ENTRIES SUPPLIED:
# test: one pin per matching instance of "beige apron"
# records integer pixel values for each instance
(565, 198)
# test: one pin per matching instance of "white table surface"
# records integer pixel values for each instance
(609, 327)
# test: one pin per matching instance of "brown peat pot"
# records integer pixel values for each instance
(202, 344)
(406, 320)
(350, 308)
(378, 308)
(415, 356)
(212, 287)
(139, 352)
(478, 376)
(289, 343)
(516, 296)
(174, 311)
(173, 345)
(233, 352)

==

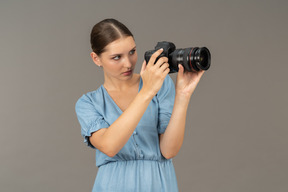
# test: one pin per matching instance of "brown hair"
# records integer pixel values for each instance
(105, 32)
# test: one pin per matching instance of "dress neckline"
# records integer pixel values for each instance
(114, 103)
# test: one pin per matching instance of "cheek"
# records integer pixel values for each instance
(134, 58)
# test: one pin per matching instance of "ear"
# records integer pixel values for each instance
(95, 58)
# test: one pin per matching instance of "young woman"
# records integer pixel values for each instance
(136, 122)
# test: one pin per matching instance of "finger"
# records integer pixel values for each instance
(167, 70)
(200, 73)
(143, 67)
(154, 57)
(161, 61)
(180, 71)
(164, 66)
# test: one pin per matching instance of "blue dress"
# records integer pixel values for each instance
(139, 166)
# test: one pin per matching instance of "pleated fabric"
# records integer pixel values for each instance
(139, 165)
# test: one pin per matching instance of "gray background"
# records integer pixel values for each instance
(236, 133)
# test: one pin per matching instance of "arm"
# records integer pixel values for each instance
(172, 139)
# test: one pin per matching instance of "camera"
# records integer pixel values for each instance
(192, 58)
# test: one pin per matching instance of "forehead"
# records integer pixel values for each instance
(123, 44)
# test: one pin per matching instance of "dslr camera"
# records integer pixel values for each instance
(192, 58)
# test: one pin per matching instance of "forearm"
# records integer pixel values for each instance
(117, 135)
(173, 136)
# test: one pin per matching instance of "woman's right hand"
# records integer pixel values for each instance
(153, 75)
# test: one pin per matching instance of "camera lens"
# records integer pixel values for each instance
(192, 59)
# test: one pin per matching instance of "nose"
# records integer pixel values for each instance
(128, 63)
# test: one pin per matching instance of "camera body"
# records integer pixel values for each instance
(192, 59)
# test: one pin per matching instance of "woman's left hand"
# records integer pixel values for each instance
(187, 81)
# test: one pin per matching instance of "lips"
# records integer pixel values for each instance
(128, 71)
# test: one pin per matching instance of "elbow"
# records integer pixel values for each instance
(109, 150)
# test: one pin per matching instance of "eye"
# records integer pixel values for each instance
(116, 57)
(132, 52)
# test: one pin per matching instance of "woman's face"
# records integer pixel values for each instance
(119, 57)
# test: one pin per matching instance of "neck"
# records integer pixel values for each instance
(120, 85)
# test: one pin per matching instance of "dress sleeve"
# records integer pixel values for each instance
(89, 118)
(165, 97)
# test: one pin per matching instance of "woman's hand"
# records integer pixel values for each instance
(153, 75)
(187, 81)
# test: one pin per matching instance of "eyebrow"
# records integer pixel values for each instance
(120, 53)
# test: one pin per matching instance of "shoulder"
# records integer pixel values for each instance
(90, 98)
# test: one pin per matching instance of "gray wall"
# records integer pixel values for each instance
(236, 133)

==

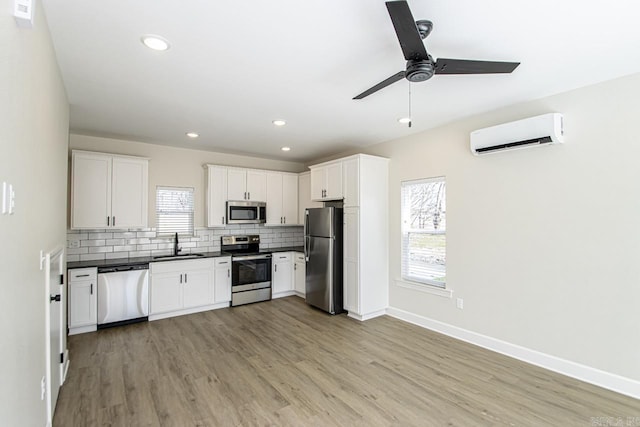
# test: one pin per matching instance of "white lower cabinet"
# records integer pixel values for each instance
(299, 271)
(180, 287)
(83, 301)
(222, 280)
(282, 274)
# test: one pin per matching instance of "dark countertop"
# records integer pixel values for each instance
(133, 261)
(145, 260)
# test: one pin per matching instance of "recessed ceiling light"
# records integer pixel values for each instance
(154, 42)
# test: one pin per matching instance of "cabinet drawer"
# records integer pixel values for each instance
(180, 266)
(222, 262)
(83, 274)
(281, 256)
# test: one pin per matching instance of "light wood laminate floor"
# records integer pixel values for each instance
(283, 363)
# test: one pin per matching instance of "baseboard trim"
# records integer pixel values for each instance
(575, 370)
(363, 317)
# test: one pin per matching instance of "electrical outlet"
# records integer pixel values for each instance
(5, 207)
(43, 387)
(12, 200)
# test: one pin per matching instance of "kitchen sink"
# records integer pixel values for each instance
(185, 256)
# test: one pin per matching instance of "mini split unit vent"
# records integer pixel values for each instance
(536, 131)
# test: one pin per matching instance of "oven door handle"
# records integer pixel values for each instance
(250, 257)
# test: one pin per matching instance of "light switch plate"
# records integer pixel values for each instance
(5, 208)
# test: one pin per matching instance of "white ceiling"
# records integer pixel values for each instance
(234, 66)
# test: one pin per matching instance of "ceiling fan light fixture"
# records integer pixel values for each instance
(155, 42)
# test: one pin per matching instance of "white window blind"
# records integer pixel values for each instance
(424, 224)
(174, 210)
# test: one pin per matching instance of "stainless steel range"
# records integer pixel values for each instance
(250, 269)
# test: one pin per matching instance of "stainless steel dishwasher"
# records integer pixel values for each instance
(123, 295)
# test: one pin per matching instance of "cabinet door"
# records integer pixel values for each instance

BRIEF:
Pull out every line in the listing above that has the word "steel" in it, and copy each of those lines in full. Case counts, so a match must use the same capital and small letters.

RESULT BELOW:
# test: one pin per matching instance of "stainless steel range"
# test: one pin per matching instance of "stainless steel dishwasher"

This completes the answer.